Write out each of the following lines unchanged, covering every one of the records.

→ **Records pointing to named objects**

──────────

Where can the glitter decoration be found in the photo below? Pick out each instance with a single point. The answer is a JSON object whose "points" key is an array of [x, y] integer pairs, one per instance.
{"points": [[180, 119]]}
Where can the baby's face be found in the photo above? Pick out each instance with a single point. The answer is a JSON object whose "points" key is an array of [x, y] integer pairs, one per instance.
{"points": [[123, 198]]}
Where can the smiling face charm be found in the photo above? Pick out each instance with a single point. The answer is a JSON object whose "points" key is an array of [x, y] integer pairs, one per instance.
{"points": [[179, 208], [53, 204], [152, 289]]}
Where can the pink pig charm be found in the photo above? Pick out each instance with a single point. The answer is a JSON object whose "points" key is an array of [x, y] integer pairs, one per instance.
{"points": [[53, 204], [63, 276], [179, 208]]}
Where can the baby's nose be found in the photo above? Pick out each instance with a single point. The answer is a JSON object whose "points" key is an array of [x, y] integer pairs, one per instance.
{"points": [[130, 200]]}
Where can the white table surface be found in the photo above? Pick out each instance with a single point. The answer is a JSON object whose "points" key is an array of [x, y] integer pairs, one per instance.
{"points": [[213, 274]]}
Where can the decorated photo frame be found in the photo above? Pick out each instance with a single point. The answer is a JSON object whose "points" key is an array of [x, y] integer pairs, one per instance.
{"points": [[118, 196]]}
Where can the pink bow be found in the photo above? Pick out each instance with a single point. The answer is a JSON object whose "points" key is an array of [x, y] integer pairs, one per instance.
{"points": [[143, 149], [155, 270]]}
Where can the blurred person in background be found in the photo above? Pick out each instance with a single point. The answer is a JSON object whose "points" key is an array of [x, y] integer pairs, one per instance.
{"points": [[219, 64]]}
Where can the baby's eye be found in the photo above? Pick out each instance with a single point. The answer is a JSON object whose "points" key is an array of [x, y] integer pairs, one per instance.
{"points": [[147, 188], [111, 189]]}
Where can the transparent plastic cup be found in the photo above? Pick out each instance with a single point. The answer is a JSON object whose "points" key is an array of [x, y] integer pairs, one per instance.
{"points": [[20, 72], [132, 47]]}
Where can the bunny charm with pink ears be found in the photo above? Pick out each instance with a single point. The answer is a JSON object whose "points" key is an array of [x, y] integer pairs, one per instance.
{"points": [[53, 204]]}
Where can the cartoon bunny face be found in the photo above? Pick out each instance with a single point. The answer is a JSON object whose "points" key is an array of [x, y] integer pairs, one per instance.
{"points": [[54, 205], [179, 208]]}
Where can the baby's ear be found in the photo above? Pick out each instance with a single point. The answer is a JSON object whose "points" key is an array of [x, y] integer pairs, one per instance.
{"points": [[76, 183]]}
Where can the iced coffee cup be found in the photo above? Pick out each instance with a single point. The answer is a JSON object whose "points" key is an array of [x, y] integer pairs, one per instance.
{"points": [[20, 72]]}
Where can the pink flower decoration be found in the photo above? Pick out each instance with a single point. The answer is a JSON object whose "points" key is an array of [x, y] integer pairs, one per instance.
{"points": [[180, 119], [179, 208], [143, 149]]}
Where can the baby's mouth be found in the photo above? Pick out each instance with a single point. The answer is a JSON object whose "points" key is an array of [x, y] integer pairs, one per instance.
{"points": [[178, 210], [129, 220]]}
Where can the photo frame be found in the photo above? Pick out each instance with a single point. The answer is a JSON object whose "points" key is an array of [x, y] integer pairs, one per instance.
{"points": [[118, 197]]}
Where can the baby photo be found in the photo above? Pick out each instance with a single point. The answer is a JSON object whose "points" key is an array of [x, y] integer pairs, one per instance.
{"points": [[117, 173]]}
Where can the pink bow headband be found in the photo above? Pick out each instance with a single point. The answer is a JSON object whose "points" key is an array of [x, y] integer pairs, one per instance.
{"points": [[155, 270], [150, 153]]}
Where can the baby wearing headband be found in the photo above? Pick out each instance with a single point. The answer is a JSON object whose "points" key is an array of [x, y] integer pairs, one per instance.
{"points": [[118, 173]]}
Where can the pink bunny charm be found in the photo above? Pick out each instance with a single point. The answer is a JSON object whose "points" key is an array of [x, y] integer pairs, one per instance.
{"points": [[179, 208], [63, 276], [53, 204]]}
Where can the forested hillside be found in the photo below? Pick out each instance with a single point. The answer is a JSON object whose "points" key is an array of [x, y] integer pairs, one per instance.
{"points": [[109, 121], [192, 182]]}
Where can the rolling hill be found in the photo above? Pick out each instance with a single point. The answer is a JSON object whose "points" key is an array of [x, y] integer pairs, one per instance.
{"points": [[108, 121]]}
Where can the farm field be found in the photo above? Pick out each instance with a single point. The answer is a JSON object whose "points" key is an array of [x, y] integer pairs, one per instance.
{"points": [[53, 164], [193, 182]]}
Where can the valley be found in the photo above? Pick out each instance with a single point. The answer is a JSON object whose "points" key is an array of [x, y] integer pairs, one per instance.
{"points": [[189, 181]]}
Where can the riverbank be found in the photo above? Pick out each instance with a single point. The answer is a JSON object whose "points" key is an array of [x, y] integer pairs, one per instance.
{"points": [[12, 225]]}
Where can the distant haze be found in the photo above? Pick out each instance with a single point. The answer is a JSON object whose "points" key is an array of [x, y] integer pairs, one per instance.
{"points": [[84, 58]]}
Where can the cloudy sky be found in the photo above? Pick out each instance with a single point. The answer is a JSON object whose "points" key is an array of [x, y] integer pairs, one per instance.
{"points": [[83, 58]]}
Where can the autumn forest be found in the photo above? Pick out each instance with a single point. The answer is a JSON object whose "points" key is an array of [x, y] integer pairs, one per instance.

──────────

→ **Correct result**
Where can the glitter decoration be found in the photo below? Pick out each instance with a single point. The answer is a JSON object whose "points" key is an array of [x, y] integer pairs, one per instance.
{"points": [[180, 119]]}
Where can the baby's face be found in the photo above? Pick out each instance with a single point. The answer is a JSON object whose "points" key is an array of [x, y] integer pairs, one per instance.
{"points": [[123, 198]]}
Where can the smiling face charm be found in the photo above? Pick out each instance with a single point. The answer is a JSON object whose "points" key is an array of [x, y] integer pairs, one per instance.
{"points": [[179, 208], [53, 204], [152, 289]]}
Where can the pink pig charm be found in the photo above? Pick out each instance with a single point. The answer is a JSON object whose "points" key is an array of [x, y] integer pairs, one per instance.
{"points": [[53, 204], [63, 276], [179, 208]]}
Where can the baby's nose be found in the photo above? Pick out each instance with a single point. The answer is a JSON object whose "points" key is an array of [x, y] integer pairs, one per instance.
{"points": [[130, 200]]}
Where can the white table surface be found in the photo above? Pick out each instance with a single point. The answer is a JSON object whose "points" key is an array of [x, y] integer pairs, one per instance.
{"points": [[213, 274]]}
Where can the decorated photo frame be found in the photo above? Pick out each instance with a single point. The answer is a JSON object whose "points" key is an array of [x, y] integer pairs, one per instance.
{"points": [[118, 196]]}
Where can the pink bow be found in the photo above? Pick out each instance with a single point. The answer is a JSON object whose "points" key is an array of [x, y] integer pairs, one per instance.
{"points": [[143, 149], [155, 270]]}
Where can the blurred person in background be found in the photo above? Pick out each instance with a single point. The answer is a JSON object whose "points" key is an array of [x, y] integer pairs, one per instance.
{"points": [[219, 64]]}
Where can the baby's eye be found in the photo above? Pick out each instance with a single point. The answer is a JSON object whose "points" key is an array of [x, y] integer pairs, one per instance.
{"points": [[147, 188], [111, 189]]}
Where can the transparent plastic cup be found in the photo above? Pick out each instance with a single point. The answer is a JSON object whose "points" key is an array of [x, y] integer pairs, one per instance.
{"points": [[20, 72], [132, 47]]}
Where can the bunny charm with pink ears be found in the photo above? Pick out each instance with a single point. The answer is a JSON object whose "points" key is an array of [x, y] integer pairs, one per instance.
{"points": [[53, 204]]}
Where can the cartoon bunny face be found in the photo above? Pick out each instance with a single point. The answer is a JSON object whose "points" key is an array of [x, y] integer pairs, one per instance.
{"points": [[54, 205], [179, 208]]}
Where can the baby's ear be found in the photo above? Pick out each instance with a single point. The answer is a JSON object whose "points" key is an array of [x, y] integer pairs, one per instance.
{"points": [[76, 183]]}
Where can the iced coffee cup be found in the photo above? Pick out each instance with a single point. The answer is a JSON object whose "points" key is an array of [x, y] integer pairs, one per instance.
{"points": [[20, 72]]}
Where can the pink flower decoration be found in the photo above? Pick out each instance with a single point. The answer is a JSON object whose "points" key is an array of [x, y] integer pairs, one per instance.
{"points": [[180, 119], [179, 208], [143, 149]]}
Where can the baby's mouth be found in the photo above? Pick out each instance with a single point. The answer is a JSON object whose "points" key is an array of [x, y] integer pairs, one per instance.
{"points": [[178, 210], [129, 220]]}
Where can the photo frame be found in the photo above? Pick out each instance with a single point. The answer is a JSON object whose "points" key is an array of [x, y] integer pairs, one per instance.
{"points": [[118, 197]]}
Where can the baby photo be found in the photo above? Pick out each instance with a single point. The answer is a JSON object whose "points" key is an array of [x, y] integer pairs, one per instance.
{"points": [[117, 173]]}
Where can the pink bow headband be found in the photo above? Pick out each instance with a single point. The answer is a JSON object whose "points" key is an array of [x, y] integer pairs, one per instance.
{"points": [[155, 270], [150, 153]]}
Where can the baby wearing headband be found in the photo above? Pick out each instance with a single point. The answer is a JSON object whose "points" key is an array of [x, y] integer pairs, one per instance.
{"points": [[118, 173]]}
Where can the pink bunny charm be found in the photo above? Pick out each instance with a single point. The answer is a JSON object whose "points" key is an array of [x, y] integer pairs, one per instance.
{"points": [[179, 208], [63, 276], [53, 204]]}
Where can the forested hillside be found in the photo below? Pick out each instance with a single point. The answer is a JSON object whose "points" key is an array of [x, y] integer pairs, one per instance.
{"points": [[109, 121], [192, 182]]}
Where can the rolling hill be found in the photo above? Pick out each instance with a single point. The answer is a JSON object whose "points" key is an array of [x, y] integer pairs, one per instance.
{"points": [[108, 121]]}
Where can the farm field be found in the photo above? Pick out each instance with a single point. The answer is a JSON object whose "points" key is an array of [x, y] integer pairs, one per instance.
{"points": [[53, 164], [193, 182]]}
Where can the valley be found in the photo above? Pick out each instance with a single point. The answer is a JSON object whose "points" key is an array of [x, y] integer pairs, one per instance.
{"points": [[189, 181]]}
Where can the riverbank be found in the photo above? Pick out each instance with a single point. The answer is a JSON object whose "points" key is an array of [x, y] integer pairs, one per instance.
{"points": [[12, 225]]}
Where can the distant haze be found in the photo above? Pick out each instance with a single point. The answer is a JSON object whose "points" key is an array of [x, y] integer pairs, one per instance.
{"points": [[84, 58]]}
Where can the cloudy sky be found in the photo above? Pick out each instance with a single point. The answer is a JSON object whose "points" key is an array of [x, y] integer pairs, one per instance.
{"points": [[83, 58]]}
Where can the autumn forest be found in the photo above? Pick out each instance with a single point. The answer is a JSON object whose "points" key is an array of [x, y] integer pairs, one per instance.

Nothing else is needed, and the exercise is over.